**Exercise directions**
Copy every line of the records below where the word "radio" occurs.

Data excerpts:
══════════

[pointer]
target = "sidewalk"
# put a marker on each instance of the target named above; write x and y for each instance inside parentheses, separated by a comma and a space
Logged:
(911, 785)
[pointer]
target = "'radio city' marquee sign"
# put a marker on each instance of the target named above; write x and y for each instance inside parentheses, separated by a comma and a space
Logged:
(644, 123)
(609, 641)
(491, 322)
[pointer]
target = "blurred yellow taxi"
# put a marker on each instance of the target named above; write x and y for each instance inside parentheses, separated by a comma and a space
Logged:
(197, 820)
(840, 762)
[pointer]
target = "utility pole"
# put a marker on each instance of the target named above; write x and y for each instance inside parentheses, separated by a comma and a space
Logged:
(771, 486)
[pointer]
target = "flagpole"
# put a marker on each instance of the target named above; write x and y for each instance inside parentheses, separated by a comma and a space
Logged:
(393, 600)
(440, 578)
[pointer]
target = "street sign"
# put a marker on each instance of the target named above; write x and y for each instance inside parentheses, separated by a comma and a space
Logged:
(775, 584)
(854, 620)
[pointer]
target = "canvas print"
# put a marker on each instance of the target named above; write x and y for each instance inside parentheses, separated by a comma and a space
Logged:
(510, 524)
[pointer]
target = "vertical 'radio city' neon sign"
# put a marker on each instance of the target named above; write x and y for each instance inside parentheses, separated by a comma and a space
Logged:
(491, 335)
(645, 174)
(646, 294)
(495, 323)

══════════

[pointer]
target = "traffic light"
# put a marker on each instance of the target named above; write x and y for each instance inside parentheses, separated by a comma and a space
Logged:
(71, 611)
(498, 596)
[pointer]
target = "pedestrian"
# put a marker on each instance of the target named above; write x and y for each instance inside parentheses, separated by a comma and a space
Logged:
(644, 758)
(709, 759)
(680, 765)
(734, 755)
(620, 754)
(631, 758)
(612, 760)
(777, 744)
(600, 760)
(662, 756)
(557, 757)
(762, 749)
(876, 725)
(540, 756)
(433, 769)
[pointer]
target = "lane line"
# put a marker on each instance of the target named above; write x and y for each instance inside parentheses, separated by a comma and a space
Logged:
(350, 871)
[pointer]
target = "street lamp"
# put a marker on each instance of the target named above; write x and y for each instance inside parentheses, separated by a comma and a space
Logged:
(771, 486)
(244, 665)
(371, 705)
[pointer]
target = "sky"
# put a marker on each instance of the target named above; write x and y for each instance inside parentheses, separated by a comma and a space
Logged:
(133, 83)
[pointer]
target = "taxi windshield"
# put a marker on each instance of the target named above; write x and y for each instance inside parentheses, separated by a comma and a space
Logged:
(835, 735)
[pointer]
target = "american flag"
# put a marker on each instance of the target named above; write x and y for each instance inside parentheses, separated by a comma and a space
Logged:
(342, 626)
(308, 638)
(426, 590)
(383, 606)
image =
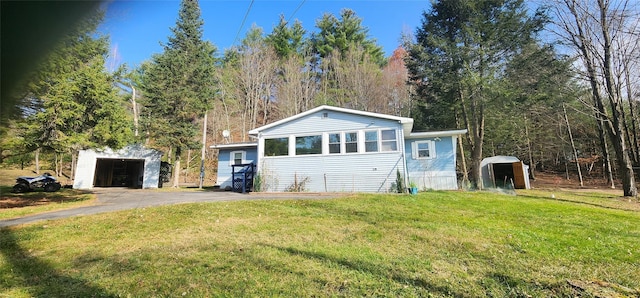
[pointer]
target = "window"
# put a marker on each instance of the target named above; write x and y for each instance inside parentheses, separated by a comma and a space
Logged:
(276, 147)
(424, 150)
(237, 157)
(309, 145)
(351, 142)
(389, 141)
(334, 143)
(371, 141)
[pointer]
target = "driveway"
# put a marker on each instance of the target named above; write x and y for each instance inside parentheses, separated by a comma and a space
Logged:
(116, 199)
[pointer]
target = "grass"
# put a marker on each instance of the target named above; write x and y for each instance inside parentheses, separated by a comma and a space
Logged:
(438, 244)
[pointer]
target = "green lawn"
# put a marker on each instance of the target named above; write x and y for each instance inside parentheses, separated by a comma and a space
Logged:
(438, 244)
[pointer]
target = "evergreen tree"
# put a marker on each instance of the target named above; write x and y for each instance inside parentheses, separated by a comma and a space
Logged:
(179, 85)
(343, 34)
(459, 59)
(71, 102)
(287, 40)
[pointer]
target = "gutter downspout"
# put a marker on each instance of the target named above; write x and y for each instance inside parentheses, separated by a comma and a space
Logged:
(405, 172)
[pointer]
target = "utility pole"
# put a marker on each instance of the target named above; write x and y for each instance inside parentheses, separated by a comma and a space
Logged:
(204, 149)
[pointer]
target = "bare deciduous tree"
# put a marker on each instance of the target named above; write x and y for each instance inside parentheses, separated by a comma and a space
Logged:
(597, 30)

══════════

**Solution for this problem**
target = "'radio city' marquee sign"
target = "vertical 'radio city' neon sign"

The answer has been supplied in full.